__ACTION ITEM A__. From the article below on the National Audit of Continence Care, list each kind of organization the audit surveyed and how many of each it covered.
__ACTION ITEM B__. Write out the part of the article below on the National Audit of Continence Care from "The findings of" to "Evaluation Unit (CEEU).", matching its wording exactly.

__DOCUMENT SEGMENT__.
>>>

The findings of the National Audit of Continence Care have been published today by the Royal College of Physicians.
People with incontinence are faced with a 'life sentence' of suffering, due to poorly organised NHS services and disjointed care for patients and carers, according to the audit commissioned by the Healthcare Quality Improvement Partnership (HQIP) and carried out by the Royal College of Physicians’ Clinical Effectiveness and Evaluation Unit (CEEU).
Dr Adrian Wagg, Clinical Director of the National Audit of Continence Care, painted a stark picture of the care of people with incontinence:
Bladder and bowel incontinence affects 1 in 5 people causing ill health, depression, social isolation, and costing the NHS millions of pounds. Although these are treatable conditions, people of all ages, and vulnerable groups in particular (frail older people and younger people with learning disability) continue to suffer unnecessarily and often in silence, with a 'life sentence' of bladder and/or bowel incontinence
The audit surveyed the care given to 18,253 people across 135 NHS Acute Trusts, 26 Mental Healthcare Trusts, 86 Primary Care Trusts, and 122 care homes. Key findings include:
- Diagnosis and treatment of incontinence is often poor or non-existent:
- no diagnosis for urinary incontinence was documented in a large proportion of older people, ranging from 19% in primary care to 38% in mental health care, indicating a reduced rate of assessment or limiting the potential for treatment
- only 50% of patients in mental health and care home settings had a treatment plan for urinary incontinence
- 29% of older people in primary care and 36% in acute care did not have a treatment plan
- 41% of patients in acute care, 27% in primary care, 54% in mental health and 43% in care homes had no bowel history taken despite being faecally incontinent
- only half of older people in acute and primary care services had a documented diagnosis for faecal incontinence – the rate was higher but still not ideal for younger people at 68% and 65% respectively. Less than a third of patients in mental health care had a clear diagnosis
- a documented care plan was evident in only one third of patients in acute hospitals.
- The great majority of continence services are poorly integrated across acute, primary, care home and community settings, resulting in disjointed care for patients and carers – although 55-80% of services say they are integrated across healthcare settings, only four services across the country fulfil all the requirements set out in “Good Practice in Continence Services” (2000)
- Often there is no one specifically responsible for commissioning and improving continence services, and – in hospitals, only 48% of self-reported integrated services have a designated lead or director, and only 40% in primary care
- Patients are rarely consulted for advice in commissioning services – only 15% of acute services and 24% of primary care services have a user group
- Training of healthcare professionals is inadequate – structured training in continence care only occurs in 49% of acute hospitals and 39% of mental health care sites
- Clinical services are not complying with NICE guidelines – only 74% of PCTs commission according to NICE guidelines and many hospitals fail to provide care according to NICE recommendations
The findings show that there is an urgent need for improved and equitable practice for all people with bladder and bowel problems. Further work must be done to achieve an acceptable standard of care for the many thousands of individuals with incontinence by developing:
- commissioning frameworks
- training health professionals with regard to national evidence based guidelines
- empowering patients to increase their expectations of cure.

<<<

__RECORDS PROVIDED__.

>>>

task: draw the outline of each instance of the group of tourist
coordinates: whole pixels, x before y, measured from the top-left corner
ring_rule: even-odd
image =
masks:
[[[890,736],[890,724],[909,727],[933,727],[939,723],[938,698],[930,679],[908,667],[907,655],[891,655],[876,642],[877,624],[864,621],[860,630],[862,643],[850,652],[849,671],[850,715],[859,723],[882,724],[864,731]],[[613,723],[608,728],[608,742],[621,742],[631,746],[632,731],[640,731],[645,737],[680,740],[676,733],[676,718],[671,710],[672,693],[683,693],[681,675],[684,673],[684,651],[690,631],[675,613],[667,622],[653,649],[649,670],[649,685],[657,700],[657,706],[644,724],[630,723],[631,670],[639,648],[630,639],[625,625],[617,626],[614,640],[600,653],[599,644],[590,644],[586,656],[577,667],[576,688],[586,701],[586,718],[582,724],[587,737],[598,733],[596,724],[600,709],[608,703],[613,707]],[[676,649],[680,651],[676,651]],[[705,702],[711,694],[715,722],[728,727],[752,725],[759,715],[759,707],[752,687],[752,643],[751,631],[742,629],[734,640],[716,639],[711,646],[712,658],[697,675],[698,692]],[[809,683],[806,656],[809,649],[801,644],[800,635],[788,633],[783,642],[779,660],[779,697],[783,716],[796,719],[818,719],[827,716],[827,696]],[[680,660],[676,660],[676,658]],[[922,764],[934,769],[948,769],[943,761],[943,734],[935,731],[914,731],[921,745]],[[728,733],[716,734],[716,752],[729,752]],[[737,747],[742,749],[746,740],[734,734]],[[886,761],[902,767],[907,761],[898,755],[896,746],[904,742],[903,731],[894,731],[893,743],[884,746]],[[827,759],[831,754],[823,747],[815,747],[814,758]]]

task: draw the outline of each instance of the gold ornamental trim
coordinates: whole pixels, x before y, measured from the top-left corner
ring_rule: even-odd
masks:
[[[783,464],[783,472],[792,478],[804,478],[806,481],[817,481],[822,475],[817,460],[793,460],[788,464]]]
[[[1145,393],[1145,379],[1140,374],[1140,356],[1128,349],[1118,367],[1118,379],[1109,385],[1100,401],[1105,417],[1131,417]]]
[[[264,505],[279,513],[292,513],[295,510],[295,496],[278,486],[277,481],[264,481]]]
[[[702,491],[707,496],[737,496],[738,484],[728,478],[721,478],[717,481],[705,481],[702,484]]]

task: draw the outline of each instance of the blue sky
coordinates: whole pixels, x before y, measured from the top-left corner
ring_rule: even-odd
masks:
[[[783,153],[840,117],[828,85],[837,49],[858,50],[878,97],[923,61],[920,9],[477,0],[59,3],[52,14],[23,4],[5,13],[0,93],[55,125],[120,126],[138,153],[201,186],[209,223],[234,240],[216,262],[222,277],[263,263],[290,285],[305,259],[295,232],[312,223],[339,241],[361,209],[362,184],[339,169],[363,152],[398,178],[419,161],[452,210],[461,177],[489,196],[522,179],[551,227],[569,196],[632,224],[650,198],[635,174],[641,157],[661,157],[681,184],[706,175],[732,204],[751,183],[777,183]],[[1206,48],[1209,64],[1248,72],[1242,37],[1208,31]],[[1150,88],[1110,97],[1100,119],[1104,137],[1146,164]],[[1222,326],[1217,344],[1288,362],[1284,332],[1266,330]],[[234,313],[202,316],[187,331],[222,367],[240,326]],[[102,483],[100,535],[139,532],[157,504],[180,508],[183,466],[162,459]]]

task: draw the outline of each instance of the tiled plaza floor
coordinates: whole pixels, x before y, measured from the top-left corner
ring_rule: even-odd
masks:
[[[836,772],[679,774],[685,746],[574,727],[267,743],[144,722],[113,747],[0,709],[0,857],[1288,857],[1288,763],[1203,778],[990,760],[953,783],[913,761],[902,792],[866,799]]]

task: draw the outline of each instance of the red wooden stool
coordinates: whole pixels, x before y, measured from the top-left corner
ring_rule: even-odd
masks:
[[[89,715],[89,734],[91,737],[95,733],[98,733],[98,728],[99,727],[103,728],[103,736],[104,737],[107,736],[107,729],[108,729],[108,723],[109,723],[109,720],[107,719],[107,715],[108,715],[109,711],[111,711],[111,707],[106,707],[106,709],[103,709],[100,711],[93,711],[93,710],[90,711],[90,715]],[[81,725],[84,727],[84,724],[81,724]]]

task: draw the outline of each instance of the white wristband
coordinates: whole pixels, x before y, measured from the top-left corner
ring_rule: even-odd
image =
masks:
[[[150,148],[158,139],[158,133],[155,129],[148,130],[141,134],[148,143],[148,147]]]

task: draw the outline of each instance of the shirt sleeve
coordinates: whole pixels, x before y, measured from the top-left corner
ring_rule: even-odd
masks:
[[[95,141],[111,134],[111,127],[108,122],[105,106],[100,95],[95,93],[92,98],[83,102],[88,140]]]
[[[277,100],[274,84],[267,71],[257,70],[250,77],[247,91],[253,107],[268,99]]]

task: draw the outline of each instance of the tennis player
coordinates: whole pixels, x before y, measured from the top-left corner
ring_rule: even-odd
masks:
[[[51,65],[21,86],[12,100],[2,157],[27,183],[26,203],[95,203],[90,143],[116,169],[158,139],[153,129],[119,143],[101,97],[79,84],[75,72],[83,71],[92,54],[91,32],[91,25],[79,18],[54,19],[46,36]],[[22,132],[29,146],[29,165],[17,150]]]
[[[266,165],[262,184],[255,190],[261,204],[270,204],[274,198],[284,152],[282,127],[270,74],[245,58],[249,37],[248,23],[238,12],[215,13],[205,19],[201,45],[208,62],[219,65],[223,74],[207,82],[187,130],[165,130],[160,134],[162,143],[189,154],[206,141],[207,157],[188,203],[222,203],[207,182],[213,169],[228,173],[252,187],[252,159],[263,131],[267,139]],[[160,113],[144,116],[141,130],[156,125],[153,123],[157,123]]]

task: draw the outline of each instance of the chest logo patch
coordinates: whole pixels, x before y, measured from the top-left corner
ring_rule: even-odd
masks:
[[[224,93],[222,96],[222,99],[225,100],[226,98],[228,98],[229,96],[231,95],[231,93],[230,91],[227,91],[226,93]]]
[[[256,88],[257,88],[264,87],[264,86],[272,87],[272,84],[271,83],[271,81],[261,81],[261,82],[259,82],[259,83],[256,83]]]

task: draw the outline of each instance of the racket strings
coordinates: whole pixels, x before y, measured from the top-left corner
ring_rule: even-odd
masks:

<<<

__RESPONSE A__.
- NHS Acute Trusts: 135
- Mental Healthcare Trusts: 26
- Primary Care Trusts: 86
- Care homes: 122

__RESPONSE B__.
The findings of the National Audit of Continence Care have been published today by the Royal College of Physicians.
People with incontinence are faced with a 'life sentence' of suffering, due to poorly organised NHS services and disjointed care for patients and carers, according to the audit commissioned by the Healthcare Quality Improvement Partnership (HQIP) and carried out by the Royal College of Physicians’ Clinical Effectiveness and Evaluation Unit (CEEU).